** PROVIDED DATA follows **

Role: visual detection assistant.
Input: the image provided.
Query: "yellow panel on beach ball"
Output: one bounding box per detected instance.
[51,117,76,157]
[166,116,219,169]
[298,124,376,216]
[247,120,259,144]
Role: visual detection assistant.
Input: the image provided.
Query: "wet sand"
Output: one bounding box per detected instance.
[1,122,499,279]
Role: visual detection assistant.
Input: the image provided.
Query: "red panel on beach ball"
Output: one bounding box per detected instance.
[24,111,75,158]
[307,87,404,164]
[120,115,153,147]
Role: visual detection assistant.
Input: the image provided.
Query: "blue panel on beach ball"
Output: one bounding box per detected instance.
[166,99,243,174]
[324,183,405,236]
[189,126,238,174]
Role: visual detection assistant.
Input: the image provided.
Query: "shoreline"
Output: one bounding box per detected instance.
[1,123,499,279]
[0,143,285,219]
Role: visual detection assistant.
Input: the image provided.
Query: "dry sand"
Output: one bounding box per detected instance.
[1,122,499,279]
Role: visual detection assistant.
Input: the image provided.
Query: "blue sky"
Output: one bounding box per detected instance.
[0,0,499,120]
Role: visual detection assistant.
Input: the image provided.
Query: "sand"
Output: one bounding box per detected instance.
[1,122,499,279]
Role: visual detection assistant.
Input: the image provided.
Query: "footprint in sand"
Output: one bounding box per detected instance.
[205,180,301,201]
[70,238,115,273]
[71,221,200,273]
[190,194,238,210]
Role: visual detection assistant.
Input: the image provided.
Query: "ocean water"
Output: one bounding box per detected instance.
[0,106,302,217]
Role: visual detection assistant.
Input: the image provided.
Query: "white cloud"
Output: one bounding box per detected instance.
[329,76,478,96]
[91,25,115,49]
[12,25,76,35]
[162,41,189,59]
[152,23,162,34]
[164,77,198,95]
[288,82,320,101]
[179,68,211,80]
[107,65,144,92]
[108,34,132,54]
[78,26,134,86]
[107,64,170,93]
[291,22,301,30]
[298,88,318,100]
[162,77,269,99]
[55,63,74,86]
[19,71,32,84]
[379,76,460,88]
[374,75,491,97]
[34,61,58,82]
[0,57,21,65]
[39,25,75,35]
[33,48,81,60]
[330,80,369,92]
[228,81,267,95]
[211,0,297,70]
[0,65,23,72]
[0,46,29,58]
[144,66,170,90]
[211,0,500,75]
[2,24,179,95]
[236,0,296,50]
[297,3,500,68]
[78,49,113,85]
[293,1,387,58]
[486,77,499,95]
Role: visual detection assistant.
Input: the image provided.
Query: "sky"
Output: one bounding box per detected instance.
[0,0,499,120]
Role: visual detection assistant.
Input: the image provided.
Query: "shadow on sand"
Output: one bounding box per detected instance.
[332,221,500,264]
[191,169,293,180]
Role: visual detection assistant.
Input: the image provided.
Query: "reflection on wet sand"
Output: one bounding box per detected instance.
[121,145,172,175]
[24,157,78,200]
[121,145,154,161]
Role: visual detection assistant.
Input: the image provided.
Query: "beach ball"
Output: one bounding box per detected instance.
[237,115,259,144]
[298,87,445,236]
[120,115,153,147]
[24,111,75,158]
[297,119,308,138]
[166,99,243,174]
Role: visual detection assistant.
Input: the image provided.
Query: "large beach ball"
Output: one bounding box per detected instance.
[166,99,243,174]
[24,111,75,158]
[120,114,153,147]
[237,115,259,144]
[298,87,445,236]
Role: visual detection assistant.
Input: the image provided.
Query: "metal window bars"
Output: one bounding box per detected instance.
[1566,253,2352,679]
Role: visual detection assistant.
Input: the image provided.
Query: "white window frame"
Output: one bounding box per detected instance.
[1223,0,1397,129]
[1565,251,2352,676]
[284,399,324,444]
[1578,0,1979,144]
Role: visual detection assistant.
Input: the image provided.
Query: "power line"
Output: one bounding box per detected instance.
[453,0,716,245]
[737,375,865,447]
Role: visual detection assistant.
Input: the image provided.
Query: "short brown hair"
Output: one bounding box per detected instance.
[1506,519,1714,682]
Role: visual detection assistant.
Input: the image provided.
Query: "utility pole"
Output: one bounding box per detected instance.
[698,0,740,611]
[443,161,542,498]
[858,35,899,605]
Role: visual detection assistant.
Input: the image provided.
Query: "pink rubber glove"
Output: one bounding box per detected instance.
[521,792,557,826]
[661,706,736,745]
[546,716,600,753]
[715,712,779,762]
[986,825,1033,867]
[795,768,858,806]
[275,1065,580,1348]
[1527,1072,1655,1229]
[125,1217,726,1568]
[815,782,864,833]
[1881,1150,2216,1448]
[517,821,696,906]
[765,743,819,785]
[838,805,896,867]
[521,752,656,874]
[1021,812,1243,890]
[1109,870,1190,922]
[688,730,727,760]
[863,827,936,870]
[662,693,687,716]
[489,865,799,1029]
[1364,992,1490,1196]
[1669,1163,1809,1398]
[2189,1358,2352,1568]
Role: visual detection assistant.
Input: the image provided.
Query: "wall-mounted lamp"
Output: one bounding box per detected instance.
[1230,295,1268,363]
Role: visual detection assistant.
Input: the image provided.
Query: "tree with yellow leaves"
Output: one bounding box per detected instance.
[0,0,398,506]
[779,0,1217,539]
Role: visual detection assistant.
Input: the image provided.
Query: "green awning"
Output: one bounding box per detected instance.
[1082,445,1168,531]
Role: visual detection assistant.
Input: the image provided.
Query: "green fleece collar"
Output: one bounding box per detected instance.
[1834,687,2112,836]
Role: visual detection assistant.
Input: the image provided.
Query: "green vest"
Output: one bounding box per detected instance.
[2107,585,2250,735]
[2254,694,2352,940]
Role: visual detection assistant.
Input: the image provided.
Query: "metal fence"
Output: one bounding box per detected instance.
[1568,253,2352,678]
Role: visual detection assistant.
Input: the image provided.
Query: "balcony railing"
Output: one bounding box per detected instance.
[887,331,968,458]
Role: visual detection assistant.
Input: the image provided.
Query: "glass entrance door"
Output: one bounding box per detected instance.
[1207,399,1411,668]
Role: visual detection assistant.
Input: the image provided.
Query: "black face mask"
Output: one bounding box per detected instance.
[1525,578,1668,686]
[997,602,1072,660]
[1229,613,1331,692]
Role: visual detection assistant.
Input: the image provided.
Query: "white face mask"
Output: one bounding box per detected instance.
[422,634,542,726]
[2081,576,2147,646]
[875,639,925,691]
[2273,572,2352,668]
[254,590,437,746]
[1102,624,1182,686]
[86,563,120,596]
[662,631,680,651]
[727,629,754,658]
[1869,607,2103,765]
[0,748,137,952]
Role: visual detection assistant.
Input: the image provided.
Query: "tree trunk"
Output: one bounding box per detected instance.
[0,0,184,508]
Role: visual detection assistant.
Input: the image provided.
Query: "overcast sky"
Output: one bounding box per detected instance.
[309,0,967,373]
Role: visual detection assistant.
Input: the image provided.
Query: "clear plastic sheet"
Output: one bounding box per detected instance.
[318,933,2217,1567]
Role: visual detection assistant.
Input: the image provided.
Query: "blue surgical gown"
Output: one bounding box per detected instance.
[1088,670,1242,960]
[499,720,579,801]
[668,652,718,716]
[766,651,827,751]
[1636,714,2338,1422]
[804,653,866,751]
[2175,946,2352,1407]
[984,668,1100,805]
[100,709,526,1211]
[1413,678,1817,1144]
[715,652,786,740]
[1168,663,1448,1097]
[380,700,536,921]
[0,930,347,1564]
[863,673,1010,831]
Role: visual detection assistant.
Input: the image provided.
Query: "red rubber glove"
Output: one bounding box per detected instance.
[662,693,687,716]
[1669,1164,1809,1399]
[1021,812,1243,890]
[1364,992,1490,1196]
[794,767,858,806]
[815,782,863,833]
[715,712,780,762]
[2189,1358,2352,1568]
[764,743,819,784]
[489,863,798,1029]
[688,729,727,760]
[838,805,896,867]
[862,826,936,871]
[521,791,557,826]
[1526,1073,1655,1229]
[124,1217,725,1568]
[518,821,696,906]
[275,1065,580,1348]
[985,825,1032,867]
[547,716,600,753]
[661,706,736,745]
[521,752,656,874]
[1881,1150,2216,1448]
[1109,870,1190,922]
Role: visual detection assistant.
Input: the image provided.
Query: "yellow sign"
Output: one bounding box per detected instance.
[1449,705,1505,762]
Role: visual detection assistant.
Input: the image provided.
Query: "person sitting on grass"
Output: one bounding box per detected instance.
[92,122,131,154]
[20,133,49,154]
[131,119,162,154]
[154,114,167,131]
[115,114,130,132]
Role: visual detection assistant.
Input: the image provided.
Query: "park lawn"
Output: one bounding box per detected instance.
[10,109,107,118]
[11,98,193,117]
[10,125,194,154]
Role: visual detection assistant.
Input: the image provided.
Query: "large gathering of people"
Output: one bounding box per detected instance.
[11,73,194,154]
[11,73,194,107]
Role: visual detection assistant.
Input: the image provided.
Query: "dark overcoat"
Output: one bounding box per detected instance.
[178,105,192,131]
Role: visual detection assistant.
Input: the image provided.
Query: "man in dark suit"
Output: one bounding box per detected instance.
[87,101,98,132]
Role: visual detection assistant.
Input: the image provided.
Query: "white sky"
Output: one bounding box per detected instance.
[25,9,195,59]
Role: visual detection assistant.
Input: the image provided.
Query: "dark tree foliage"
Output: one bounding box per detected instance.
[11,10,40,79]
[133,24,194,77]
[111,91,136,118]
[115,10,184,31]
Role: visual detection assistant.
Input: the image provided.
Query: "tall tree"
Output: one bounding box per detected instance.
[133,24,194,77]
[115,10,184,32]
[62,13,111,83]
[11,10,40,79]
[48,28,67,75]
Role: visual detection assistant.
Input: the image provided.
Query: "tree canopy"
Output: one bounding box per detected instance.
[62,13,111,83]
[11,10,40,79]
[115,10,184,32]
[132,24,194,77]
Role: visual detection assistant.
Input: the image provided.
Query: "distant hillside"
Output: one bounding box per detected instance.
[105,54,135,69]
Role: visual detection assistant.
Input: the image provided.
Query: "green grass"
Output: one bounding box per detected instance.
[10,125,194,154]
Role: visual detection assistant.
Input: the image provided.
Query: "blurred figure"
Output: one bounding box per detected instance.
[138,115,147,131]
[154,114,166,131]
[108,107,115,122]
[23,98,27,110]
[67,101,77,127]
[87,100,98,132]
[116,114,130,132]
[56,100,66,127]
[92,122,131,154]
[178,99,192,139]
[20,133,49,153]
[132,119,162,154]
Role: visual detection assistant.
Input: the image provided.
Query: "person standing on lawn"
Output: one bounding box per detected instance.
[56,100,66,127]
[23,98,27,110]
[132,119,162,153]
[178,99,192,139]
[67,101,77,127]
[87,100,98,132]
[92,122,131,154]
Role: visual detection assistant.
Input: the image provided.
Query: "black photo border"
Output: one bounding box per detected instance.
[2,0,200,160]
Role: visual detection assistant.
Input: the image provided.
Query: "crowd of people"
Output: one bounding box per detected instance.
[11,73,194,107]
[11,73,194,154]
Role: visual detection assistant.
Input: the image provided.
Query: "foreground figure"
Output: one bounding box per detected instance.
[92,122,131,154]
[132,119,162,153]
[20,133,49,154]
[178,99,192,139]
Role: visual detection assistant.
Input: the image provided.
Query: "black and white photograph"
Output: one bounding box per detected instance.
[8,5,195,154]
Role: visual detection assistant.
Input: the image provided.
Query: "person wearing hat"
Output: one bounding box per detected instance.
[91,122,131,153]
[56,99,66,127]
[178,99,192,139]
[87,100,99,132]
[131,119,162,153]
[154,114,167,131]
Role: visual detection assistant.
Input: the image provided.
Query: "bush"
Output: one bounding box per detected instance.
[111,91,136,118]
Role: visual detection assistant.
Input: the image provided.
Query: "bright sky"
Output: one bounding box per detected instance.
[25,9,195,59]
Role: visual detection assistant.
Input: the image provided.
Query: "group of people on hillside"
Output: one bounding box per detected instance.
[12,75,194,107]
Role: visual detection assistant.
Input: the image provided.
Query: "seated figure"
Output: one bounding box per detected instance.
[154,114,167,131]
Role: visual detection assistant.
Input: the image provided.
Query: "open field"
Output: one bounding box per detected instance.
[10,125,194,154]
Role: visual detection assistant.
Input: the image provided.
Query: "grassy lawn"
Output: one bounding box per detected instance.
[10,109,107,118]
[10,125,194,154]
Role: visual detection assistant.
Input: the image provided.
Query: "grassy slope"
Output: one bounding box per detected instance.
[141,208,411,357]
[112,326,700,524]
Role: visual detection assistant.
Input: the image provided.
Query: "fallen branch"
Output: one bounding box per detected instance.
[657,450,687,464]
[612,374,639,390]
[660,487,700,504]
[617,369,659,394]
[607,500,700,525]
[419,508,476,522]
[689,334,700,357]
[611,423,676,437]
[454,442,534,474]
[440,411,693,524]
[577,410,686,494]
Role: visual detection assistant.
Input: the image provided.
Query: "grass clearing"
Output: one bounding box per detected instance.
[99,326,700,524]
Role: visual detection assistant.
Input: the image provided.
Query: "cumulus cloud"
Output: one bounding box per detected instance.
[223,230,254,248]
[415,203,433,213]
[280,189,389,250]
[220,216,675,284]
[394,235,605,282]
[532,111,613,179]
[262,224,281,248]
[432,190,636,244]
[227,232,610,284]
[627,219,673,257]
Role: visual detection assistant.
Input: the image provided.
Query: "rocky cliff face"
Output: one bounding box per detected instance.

** End of PROVIDED DATA **

• **EXERCISE OBJECTIVE**
Lines holding the word "cloud" are the answer; copy every one from the records above.

• **WRITTEN SOLUTION**
Query: "white cloud"
Query: "cumulus cloud"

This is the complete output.